═════ Materials provided

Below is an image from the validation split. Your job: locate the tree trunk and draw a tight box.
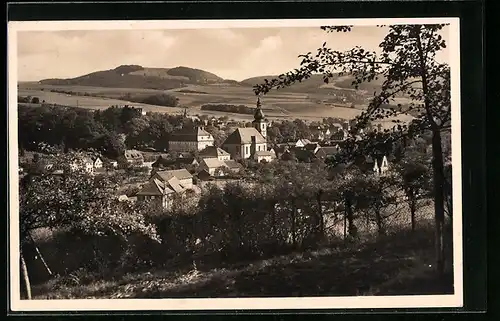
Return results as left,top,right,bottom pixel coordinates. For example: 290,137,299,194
21,251,31,300
29,234,52,276
416,27,445,276
432,130,445,275
375,207,385,235
271,202,278,240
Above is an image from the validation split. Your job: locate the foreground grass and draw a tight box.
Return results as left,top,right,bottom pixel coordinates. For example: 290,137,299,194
33,224,453,299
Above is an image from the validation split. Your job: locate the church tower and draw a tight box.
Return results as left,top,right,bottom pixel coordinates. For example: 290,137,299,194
252,97,267,139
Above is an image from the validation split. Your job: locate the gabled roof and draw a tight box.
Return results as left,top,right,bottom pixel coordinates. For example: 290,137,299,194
124,149,144,159
136,179,163,196
151,156,197,167
165,176,184,193
202,158,224,168
296,138,311,145
223,127,266,145
155,168,193,182
304,143,320,151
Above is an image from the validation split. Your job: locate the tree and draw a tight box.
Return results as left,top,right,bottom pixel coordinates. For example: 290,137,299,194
395,154,430,231
19,153,158,299
254,24,451,274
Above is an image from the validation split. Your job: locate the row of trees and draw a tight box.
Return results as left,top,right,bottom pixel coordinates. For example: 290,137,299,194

══════════

### [What you should do]
Rewrite all the records, replacing "validation split" with "test split" everywhere and leaving everything else unchanged. Leave the pictures out.

### [Response to this exercise]
Below is an image from the test split. Your job: locate the tree trunk and draw a tight box.
Return results as left,top,right,bottom pixel coordinates. For example: 290,137,299,194
21,251,31,300
29,234,52,276
416,27,445,276
432,130,445,275
375,207,385,235
271,202,278,240
Above is an image from the test split. Your job: locate the foreground grass and draw a tight box.
Return results as left,top,right,bottom pixel coordinates. For example: 290,137,299,194
33,224,453,299
Above is an image from the test split. Your job: locate the church tower and draw a tight box.
Return results as left,top,right,bottom pixel coordinates. For example: 290,137,299,194
252,97,267,139
Above is an image from the test split. Your job: locate the gabled roof and draw a tight box.
Return results as left,top,right,bottom pixel coordinates. For example: 290,137,299,194
124,149,144,159
136,179,163,196
151,156,197,167
165,176,184,193
202,158,224,168
296,138,311,145
223,127,266,145
155,168,193,182
304,143,320,151
Above is an image from the test split. Your job: locate the tree and draw a tight box.
Return results as left,top,right,bottom pixel coordinates. For example: 290,137,299,194
395,154,430,231
19,153,158,299
254,24,451,274
Above is an image from the test split. Your job: locate the row of trees and draw a tight box.
Return results as left,top,right,bottom pixel coordinates. For example: 290,137,299,194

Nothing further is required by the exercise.